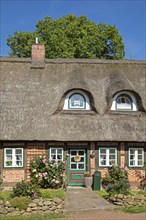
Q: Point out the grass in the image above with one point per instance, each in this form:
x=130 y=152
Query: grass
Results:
x=33 y=217
x=44 y=193
x=136 y=209
x=142 y=192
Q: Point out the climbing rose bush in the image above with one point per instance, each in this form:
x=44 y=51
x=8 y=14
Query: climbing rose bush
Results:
x=116 y=181
x=46 y=173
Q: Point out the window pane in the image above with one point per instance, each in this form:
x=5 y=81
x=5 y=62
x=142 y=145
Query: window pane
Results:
x=73 y=166
x=8 y=151
x=81 y=166
x=132 y=151
x=112 y=162
x=124 y=101
x=73 y=152
x=77 y=101
x=53 y=157
x=18 y=151
x=102 y=151
x=112 y=151
x=140 y=151
x=53 y=151
x=102 y=160
x=139 y=157
x=59 y=157
x=82 y=159
x=81 y=152
x=59 y=151
x=140 y=163
x=132 y=157
x=132 y=162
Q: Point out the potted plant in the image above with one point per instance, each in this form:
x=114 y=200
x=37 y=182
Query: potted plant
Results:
x=88 y=179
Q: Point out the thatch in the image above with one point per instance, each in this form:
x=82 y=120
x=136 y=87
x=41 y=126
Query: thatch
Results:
x=32 y=100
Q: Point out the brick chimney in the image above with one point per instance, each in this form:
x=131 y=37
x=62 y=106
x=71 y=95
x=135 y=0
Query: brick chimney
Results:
x=38 y=52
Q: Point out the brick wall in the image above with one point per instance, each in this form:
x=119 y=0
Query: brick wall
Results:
x=33 y=150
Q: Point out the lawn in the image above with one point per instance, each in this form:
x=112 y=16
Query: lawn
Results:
x=33 y=217
x=136 y=209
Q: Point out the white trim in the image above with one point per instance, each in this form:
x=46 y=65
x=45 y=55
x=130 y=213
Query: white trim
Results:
x=77 y=164
x=134 y=103
x=107 y=156
x=136 y=157
x=13 y=157
x=56 y=153
x=87 y=106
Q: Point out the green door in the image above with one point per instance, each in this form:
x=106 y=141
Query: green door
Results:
x=76 y=164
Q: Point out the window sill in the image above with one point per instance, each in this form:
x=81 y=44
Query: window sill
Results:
x=125 y=112
x=78 y=112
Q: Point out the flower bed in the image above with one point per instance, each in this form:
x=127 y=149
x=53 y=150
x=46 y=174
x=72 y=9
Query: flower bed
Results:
x=40 y=205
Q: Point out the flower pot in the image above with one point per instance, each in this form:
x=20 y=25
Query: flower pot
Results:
x=88 y=181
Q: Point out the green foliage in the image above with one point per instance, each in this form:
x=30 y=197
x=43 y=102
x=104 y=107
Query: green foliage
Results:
x=136 y=209
x=5 y=194
x=1 y=180
x=47 y=193
x=70 y=37
x=24 y=189
x=116 y=181
x=20 y=202
x=46 y=173
x=34 y=217
x=103 y=193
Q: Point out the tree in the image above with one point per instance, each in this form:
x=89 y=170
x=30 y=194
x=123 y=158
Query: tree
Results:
x=70 y=37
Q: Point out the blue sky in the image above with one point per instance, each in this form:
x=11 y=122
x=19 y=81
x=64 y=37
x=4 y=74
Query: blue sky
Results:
x=129 y=16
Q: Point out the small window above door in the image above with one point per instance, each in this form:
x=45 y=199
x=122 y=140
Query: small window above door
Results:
x=76 y=100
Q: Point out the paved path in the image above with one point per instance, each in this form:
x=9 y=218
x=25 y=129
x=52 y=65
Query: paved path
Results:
x=85 y=204
x=84 y=199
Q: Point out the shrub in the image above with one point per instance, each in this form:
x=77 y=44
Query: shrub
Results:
x=46 y=173
x=24 y=189
x=47 y=193
x=1 y=180
x=20 y=202
x=116 y=181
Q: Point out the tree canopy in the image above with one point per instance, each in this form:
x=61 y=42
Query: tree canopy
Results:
x=70 y=37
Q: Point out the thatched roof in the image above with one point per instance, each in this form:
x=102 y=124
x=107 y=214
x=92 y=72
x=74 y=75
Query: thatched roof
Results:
x=32 y=98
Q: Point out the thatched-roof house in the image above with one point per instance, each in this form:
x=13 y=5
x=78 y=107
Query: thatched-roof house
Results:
x=91 y=108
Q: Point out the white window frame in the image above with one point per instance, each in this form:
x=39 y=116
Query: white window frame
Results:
x=67 y=99
x=136 y=157
x=107 y=155
x=56 y=153
x=133 y=103
x=13 y=157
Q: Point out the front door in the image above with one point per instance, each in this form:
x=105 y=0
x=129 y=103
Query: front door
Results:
x=76 y=164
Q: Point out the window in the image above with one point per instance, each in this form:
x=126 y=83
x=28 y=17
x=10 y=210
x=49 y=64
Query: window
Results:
x=56 y=154
x=136 y=157
x=124 y=101
x=76 y=100
x=107 y=156
x=13 y=157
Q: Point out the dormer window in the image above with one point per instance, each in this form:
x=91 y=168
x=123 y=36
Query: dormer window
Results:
x=124 y=101
x=76 y=100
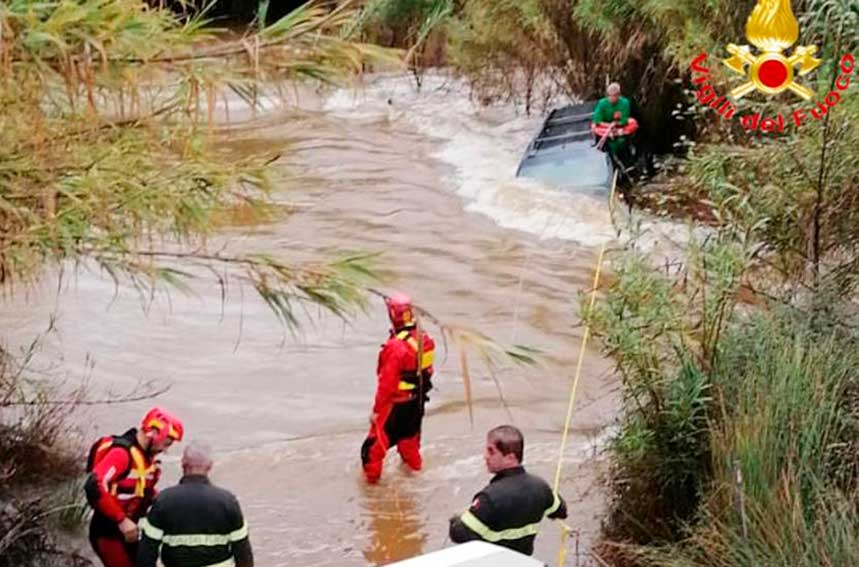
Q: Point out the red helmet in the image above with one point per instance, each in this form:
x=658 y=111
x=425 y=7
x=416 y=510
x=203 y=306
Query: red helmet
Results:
x=400 y=310
x=164 y=424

Set problem
Pictures are excluded; copy every other part of the records exactly.

Output of the exercise
Q: Point out the grass in the image above with one point per instance, each in this form:
x=130 y=152
Query: grass
Results:
x=33 y=217
x=44 y=193
x=136 y=209
x=142 y=192
Q: Point out the climbing rose bush in the image above with one point per instance, each in this form:
x=44 y=51
x=8 y=14
Query: climbing rose bush
Results:
x=116 y=181
x=46 y=173
Q: Point out the window pane in the image above with one point per instance, each in this form:
x=5 y=81
x=5 y=62
x=142 y=145
Query: window pane
Results:
x=73 y=166
x=8 y=151
x=81 y=166
x=132 y=151
x=112 y=162
x=124 y=101
x=73 y=152
x=77 y=101
x=53 y=157
x=18 y=151
x=102 y=151
x=112 y=151
x=140 y=151
x=53 y=151
x=102 y=160
x=139 y=157
x=59 y=157
x=82 y=159
x=81 y=152
x=59 y=151
x=140 y=163
x=132 y=157
x=132 y=162
Q: Point out the potted plant in the image above with one point per instance, each in this form:
x=114 y=200
x=37 y=182
Query: potted plant
Results:
x=88 y=179
Q: Point out the thatch in the image above with one point per instance, each in this form:
x=82 y=120
x=136 y=87
x=41 y=126
Query: thatch
Results:
x=32 y=100
Q: Point out the brick chimney in the image above with one point per instance, each in this form:
x=131 y=37
x=62 y=106
x=71 y=95
x=135 y=0
Query: brick chimney
Results:
x=38 y=52
Q: Point out the brick wall in the image above with one point per instance, each in this form:
x=119 y=0
Query: brick wall
Results:
x=33 y=150
Q: Point out the lawn in the image above with one point per instance, each in this form:
x=112 y=16
Query: lawn
Results:
x=33 y=217
x=136 y=209
Q: Point out the white trim in the image above with one point per instance, each in this form:
x=46 y=65
x=45 y=55
x=130 y=213
Query: white trim
Results:
x=77 y=164
x=134 y=103
x=107 y=156
x=136 y=157
x=13 y=157
x=56 y=153
x=87 y=106
Q: Point out the green door in the image above with one point per instance, each in this form:
x=106 y=141
Query: green door
Results:
x=76 y=164
Q: Point out the window sill in the image above with one point per instance, each in this form:
x=81 y=44
Query: window sill
Results:
x=125 y=112
x=78 y=112
Q: Point out the flower bed in the image above with one point per instance, each in this form:
x=127 y=149
x=53 y=150
x=46 y=174
x=72 y=9
Query: flower bed
Results:
x=40 y=205
Q: Point out the flower pot in the image above with one point per instance, each in this form:
x=20 y=25
Query: flower pot
Results:
x=88 y=181
Q: Point out the green foliage in the image above with one point per instance, each in this form:
x=30 y=197
x=43 y=102
x=104 y=107
Query: green foliage
Results:
x=136 y=209
x=5 y=194
x=1 y=180
x=47 y=193
x=70 y=37
x=24 y=189
x=116 y=181
x=20 y=202
x=46 y=173
x=34 y=217
x=103 y=193
Q: Point out the tree in the image above with one point per instance, each in this form:
x=89 y=170
x=30 y=194
x=123 y=158
Query: tree
Results:
x=70 y=37
Q: Point out the blue sky in the image above with one point per instance, each in this form:
x=11 y=122
x=19 y=81
x=64 y=37
x=4 y=74
Query: blue sky
Results:
x=129 y=16
Q: Point out the small window above door in the image above with one point per instance, each in this form:
x=45 y=199
x=122 y=140
Query: small window above door
Results:
x=76 y=100
Q: Point out the paved path in the image above with one point per instance, each in this form:
x=9 y=218
x=25 y=129
x=52 y=65
Query: paved path
Results:
x=85 y=204
x=84 y=199
Q: Point out the shrub in the image above with one point per instance, each in this form:
x=77 y=44
Query: shrub
Results:
x=46 y=173
x=24 y=189
x=47 y=193
x=1 y=180
x=20 y=202
x=116 y=181
Q: Point out the tree canopy in the image above with one point per instance, each in this form:
x=61 y=42
Query: tree canopy
Results:
x=70 y=37
Q: Point out the thatched roof in the image above with one point per instance, each in this form:
x=102 y=124
x=107 y=214
x=92 y=72
x=74 y=75
Query: thatched roof
Results:
x=32 y=98
Q: Point out the thatched-roof house in the image above with one point per instance, each in this form:
x=13 y=5
x=78 y=107
Query: thatched-roof house
Results:
x=91 y=108
Q: Point out the white window frame in the image above with one point per instance, each in this form:
x=39 y=116
Query: white window frame
Results:
x=67 y=99
x=136 y=157
x=107 y=155
x=56 y=153
x=133 y=103
x=13 y=157
Q: Point out the front door in the image above with one point per instance, each in this form:
x=105 y=0
x=129 y=103
Query: front door
Results:
x=76 y=164
Q: Point out the window in the image above with one point per instance, each in this form:
x=126 y=83
x=28 y=17
x=10 y=210
x=49 y=64
Query: window
Results:
x=56 y=154
x=136 y=157
x=124 y=101
x=76 y=100
x=107 y=156
x=13 y=157
Q: Point out the dormer window in the image above with one point per instance, each in this form:
x=91 y=168
x=123 y=36
Query: dormer window
Results:
x=124 y=101
x=76 y=100
Q: Point out the red helmet in the image above with one point per instance, each in this form:
x=658 y=111
x=425 y=7
x=416 y=510
x=203 y=306
Query: red helmet
Results:
x=400 y=310
x=164 y=424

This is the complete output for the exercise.